Excerpts from a dataset:

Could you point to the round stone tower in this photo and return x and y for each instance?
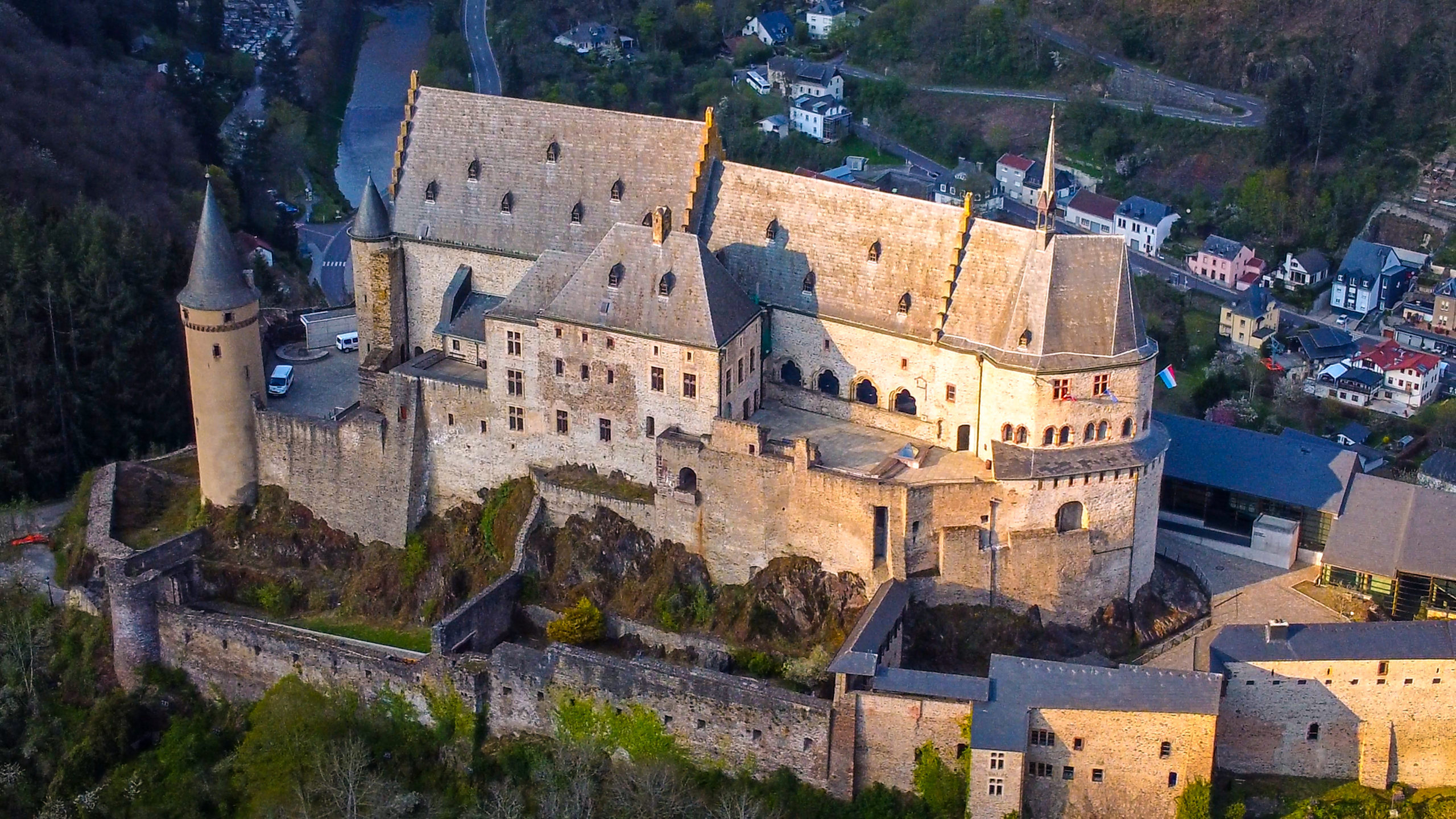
(225, 363)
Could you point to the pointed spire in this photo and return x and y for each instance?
(216, 282)
(372, 221)
(1047, 197)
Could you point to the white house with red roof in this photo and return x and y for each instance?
(1411, 378)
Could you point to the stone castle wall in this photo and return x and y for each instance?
(355, 473)
(1371, 726)
(723, 721)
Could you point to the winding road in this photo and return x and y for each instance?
(487, 73)
(1252, 115)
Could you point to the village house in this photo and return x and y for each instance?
(772, 28)
(1374, 278)
(1093, 212)
(1145, 224)
(1309, 268)
(1342, 700)
(1228, 263)
(1250, 321)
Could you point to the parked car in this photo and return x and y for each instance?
(282, 381)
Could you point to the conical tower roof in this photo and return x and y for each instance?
(372, 222)
(216, 282)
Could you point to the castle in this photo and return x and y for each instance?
(796, 366)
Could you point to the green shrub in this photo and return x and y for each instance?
(578, 626)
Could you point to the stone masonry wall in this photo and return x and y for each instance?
(1126, 747)
(1371, 726)
(723, 721)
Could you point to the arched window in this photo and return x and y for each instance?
(905, 403)
(829, 382)
(789, 374)
(1070, 518)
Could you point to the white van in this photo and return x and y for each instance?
(282, 381)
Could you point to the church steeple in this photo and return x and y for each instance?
(1047, 197)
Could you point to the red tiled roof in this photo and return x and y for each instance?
(1015, 161)
(1391, 356)
(1094, 205)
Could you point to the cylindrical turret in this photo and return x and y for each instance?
(225, 363)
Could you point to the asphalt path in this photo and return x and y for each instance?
(487, 73)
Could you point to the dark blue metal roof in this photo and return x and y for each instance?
(1020, 685)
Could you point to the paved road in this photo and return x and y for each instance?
(1256, 108)
(332, 266)
(487, 73)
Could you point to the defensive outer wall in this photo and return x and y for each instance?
(718, 719)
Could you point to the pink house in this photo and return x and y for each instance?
(1228, 263)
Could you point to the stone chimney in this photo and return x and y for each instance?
(1276, 631)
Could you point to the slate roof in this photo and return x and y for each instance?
(1094, 205)
(216, 280)
(1014, 462)
(1075, 297)
(705, 307)
(829, 228)
(1143, 210)
(1018, 685)
(1257, 464)
(1416, 640)
(859, 655)
(372, 221)
(1312, 261)
(653, 156)
(1254, 302)
(1389, 527)
(1222, 248)
(1441, 465)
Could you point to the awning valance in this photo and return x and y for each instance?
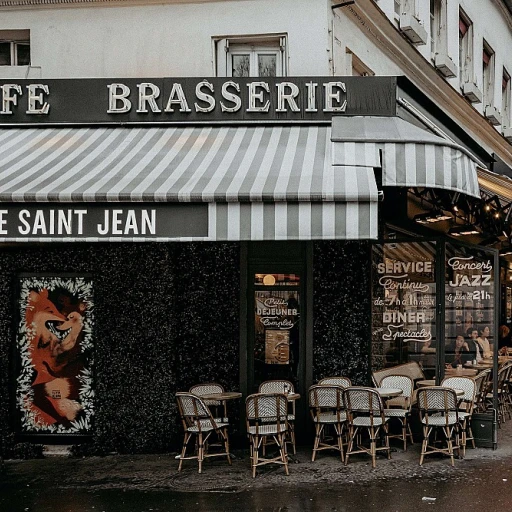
(260, 182)
(409, 156)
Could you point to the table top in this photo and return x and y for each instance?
(227, 395)
(462, 372)
(425, 383)
(389, 392)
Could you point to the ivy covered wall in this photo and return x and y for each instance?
(341, 310)
(166, 317)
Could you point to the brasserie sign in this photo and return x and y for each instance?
(182, 100)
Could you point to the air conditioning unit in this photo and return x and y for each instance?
(412, 29)
(493, 115)
(471, 92)
(507, 133)
(445, 65)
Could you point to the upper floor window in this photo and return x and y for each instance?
(438, 34)
(14, 47)
(260, 56)
(488, 74)
(505, 98)
(465, 49)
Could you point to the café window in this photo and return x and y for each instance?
(277, 312)
(14, 47)
(261, 56)
(404, 305)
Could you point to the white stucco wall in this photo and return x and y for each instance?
(169, 39)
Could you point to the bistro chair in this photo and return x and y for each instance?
(482, 381)
(400, 407)
(344, 382)
(218, 407)
(327, 409)
(198, 420)
(439, 410)
(466, 406)
(365, 412)
(284, 387)
(267, 416)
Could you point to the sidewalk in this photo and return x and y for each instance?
(159, 472)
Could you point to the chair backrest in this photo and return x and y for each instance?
(276, 386)
(206, 389)
(263, 409)
(325, 396)
(467, 384)
(344, 382)
(363, 401)
(411, 369)
(192, 410)
(437, 399)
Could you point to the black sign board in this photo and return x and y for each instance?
(193, 100)
(97, 220)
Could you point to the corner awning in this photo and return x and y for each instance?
(259, 182)
(409, 156)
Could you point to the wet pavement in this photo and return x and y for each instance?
(144, 483)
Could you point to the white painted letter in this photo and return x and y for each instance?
(330, 95)
(289, 98)
(34, 98)
(230, 97)
(7, 99)
(257, 96)
(203, 96)
(145, 97)
(118, 92)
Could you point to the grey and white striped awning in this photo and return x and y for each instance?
(409, 156)
(260, 182)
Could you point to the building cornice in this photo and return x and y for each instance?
(375, 24)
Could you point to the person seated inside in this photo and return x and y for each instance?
(459, 353)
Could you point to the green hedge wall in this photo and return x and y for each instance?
(341, 310)
(166, 317)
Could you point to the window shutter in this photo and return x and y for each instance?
(222, 57)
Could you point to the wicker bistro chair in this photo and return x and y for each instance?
(267, 416)
(327, 409)
(198, 420)
(283, 387)
(218, 407)
(365, 411)
(466, 406)
(438, 409)
(344, 382)
(482, 386)
(400, 407)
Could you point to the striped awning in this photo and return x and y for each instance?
(409, 156)
(260, 182)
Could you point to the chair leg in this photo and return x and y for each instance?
(184, 449)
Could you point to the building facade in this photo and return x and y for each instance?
(224, 191)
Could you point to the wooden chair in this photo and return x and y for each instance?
(267, 416)
(466, 405)
(198, 420)
(365, 411)
(218, 407)
(439, 411)
(327, 410)
(284, 387)
(400, 407)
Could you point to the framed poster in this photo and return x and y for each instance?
(54, 347)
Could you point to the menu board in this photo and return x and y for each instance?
(404, 304)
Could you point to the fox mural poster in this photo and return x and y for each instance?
(54, 344)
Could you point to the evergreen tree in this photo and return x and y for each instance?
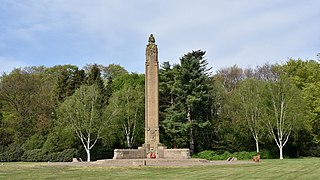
(192, 91)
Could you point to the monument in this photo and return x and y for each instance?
(152, 148)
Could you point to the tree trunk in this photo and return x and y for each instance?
(257, 146)
(280, 149)
(191, 140)
(88, 155)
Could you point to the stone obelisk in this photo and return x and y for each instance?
(152, 147)
(152, 97)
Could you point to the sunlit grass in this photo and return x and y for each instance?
(308, 168)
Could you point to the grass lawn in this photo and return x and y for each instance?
(307, 168)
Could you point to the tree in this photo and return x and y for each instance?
(251, 107)
(113, 71)
(192, 91)
(18, 92)
(84, 112)
(285, 109)
(170, 117)
(306, 76)
(94, 77)
(127, 109)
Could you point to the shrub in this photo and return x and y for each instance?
(12, 153)
(35, 155)
(243, 155)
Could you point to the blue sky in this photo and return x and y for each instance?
(80, 32)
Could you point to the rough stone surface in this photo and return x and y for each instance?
(152, 148)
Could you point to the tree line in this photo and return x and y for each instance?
(60, 112)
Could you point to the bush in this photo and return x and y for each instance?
(35, 155)
(243, 155)
(12, 153)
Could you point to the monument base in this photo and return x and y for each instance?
(143, 153)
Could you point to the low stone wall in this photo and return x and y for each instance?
(176, 153)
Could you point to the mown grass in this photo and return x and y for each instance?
(308, 168)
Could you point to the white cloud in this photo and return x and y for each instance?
(9, 63)
(116, 31)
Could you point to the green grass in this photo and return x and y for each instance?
(308, 168)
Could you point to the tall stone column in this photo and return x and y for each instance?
(152, 97)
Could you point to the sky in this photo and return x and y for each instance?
(79, 32)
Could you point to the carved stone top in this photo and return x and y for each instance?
(151, 39)
(151, 46)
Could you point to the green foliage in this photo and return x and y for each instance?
(83, 111)
(11, 153)
(34, 142)
(126, 113)
(188, 104)
(243, 155)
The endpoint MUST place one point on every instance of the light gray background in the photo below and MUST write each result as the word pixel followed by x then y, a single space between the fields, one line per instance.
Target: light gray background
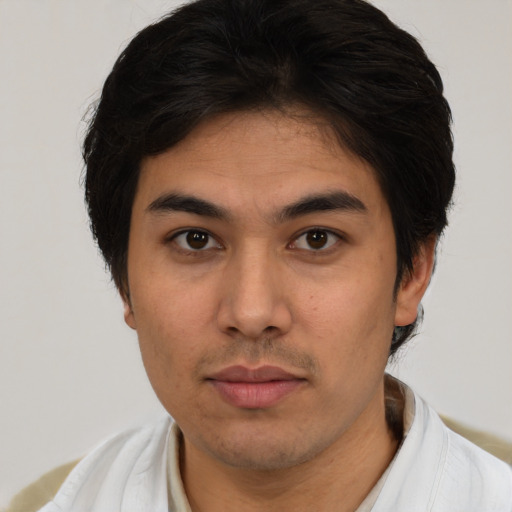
pixel 70 372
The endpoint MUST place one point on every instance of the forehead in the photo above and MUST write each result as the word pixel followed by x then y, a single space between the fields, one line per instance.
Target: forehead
pixel 261 159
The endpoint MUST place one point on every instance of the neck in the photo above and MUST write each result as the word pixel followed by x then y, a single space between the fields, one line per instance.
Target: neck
pixel 338 479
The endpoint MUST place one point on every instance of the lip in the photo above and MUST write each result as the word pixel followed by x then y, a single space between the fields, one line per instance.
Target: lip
pixel 257 388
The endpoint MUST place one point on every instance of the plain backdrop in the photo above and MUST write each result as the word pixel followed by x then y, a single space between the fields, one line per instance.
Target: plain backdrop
pixel 70 371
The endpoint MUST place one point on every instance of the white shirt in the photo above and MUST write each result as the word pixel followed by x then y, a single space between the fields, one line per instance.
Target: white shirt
pixel 434 470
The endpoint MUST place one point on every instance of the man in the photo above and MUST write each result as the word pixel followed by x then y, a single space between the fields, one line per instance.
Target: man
pixel 267 181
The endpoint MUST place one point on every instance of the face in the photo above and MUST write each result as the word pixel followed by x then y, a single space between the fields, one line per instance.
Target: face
pixel 261 271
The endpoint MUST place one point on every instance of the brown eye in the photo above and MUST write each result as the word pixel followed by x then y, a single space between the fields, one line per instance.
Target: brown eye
pixel 195 240
pixel 316 240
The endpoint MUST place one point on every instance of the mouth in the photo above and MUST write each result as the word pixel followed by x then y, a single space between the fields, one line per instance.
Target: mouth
pixel 258 388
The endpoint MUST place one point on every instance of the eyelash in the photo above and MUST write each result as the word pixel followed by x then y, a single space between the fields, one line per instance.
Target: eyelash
pixel 293 244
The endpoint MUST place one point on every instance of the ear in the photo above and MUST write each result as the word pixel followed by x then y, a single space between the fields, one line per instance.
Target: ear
pixel 414 283
pixel 129 316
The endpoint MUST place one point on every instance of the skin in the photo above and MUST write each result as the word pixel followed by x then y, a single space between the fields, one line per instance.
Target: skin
pixel 256 291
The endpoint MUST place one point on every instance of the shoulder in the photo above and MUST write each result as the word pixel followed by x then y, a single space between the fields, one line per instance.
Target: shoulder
pixel 467 477
pixel 478 479
pixel 139 449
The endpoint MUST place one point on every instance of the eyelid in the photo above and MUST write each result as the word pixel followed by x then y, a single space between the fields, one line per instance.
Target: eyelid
pixel 329 231
pixel 173 236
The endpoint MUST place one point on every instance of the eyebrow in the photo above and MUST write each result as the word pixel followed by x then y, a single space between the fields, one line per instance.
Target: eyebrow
pixel 175 202
pixel 339 200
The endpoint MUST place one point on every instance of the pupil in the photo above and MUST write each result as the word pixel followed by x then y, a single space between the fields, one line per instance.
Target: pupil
pixel 317 239
pixel 197 239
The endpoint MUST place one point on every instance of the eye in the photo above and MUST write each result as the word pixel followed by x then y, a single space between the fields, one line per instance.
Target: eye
pixel 195 240
pixel 316 240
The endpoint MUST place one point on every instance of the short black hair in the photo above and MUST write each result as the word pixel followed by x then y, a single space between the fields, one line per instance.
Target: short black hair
pixel 342 60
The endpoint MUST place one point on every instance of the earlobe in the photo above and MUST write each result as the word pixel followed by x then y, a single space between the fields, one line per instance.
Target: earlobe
pixel 414 283
pixel 129 317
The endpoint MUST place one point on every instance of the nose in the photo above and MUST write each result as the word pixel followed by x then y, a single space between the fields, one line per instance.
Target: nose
pixel 253 302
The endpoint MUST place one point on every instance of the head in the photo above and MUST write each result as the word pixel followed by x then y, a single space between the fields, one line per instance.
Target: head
pixel 343 61
pixel 228 81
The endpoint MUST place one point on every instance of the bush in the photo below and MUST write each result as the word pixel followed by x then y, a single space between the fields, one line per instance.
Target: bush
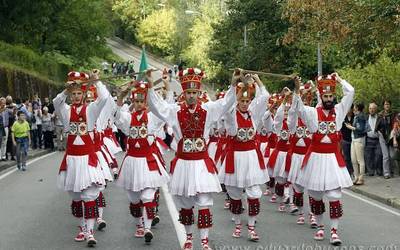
pixel 376 82
pixel 51 65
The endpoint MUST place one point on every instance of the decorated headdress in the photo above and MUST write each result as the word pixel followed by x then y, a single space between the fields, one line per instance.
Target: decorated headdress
pixel 204 97
pixel 306 91
pixel 326 84
pixel 77 80
pixel 191 79
pixel 140 92
pixel 246 90
pixel 91 91
pixel 275 99
pixel 219 94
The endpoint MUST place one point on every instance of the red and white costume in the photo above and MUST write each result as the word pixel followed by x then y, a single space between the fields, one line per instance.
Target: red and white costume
pixel 324 171
pixel 243 167
pixel 80 173
pixel 142 171
pixel 193 173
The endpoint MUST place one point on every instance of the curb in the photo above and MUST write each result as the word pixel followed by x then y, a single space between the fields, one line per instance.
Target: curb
pixel 30 157
pixel 393 202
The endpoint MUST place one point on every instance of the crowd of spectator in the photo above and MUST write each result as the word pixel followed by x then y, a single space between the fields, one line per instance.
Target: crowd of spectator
pixel 119 68
pixel 44 125
pixel 370 141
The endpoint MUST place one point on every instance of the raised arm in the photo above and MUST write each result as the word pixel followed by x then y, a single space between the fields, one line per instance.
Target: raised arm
pixel 60 107
pixel 307 114
pixel 279 116
pixel 292 119
pixel 218 108
pixel 257 106
pixel 345 104
pixel 159 107
pixel 96 107
pixel 122 120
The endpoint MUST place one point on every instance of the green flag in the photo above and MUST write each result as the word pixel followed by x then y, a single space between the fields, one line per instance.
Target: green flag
pixel 143 64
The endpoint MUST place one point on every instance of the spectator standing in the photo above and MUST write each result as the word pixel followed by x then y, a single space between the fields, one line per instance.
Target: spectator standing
pixel 131 68
pixel 48 128
pixel 4 119
pixel 373 153
pixel 358 134
pixel 105 67
pixel 36 124
pixel 21 137
pixel 394 140
pixel 12 110
pixel 20 106
pixel 48 104
pixel 384 127
pixel 346 140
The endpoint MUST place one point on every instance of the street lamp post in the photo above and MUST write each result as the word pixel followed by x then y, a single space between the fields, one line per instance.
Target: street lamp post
pixel 245 36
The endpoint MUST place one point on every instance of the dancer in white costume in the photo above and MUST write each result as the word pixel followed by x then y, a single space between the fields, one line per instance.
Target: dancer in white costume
pixel 194 177
pixel 80 172
pixel 91 96
pixel 243 167
pixel 300 140
pixel 267 122
pixel 324 171
pixel 142 171
pixel 277 160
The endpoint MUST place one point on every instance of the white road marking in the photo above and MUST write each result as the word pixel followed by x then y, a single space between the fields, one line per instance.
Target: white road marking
pixel 375 204
pixel 28 163
pixel 179 228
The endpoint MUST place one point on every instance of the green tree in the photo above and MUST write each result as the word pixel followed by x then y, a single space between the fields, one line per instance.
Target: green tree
pixel 201 34
pixel 158 31
pixel 377 81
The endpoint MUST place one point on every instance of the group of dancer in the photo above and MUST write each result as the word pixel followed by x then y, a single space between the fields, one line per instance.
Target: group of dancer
pixel 244 139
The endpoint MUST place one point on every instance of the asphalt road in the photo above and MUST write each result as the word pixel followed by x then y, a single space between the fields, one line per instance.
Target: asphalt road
pixel 36 215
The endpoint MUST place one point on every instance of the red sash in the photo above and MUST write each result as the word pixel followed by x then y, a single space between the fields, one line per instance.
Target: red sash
pixel 233 144
pixel 144 150
pixel 192 126
pixel 281 146
pixel 79 150
pixel 325 148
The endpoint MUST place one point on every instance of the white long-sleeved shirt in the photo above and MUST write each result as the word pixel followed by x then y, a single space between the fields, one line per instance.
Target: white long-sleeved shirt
pixel 168 112
pixel 123 122
pixel 93 109
pixel 255 109
pixel 310 116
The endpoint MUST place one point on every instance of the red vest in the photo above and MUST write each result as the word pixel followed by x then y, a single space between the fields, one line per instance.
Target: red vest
pixel 138 145
pixel 301 133
pixel 78 126
pixel 326 127
pixel 242 142
pixel 110 134
pixel 192 146
pixel 283 144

_Exercise_
Of the entries above, transcribe exactly those lines that fall between the line containing "Target: dancer in white costume" and the line containing "the green tree", together with those two lines.

_Answer space_
Target: dancer in white costume
pixel 194 177
pixel 80 172
pixel 91 96
pixel 243 167
pixel 300 140
pixel 267 122
pixel 324 171
pixel 142 171
pixel 277 160
The endpoint MUST place one point on every instance of the white road marking in the photo above and MUST write each result as the word pixel followed by x then y, a single space between the fields, one line per instance.
Target: white road marking
pixel 375 204
pixel 28 163
pixel 179 228
The endpoint MUST place one point on every instance of the green tree in the photo above and MUST write each result as the word pixel followed by x then y, a single space between the fields, one line per instance.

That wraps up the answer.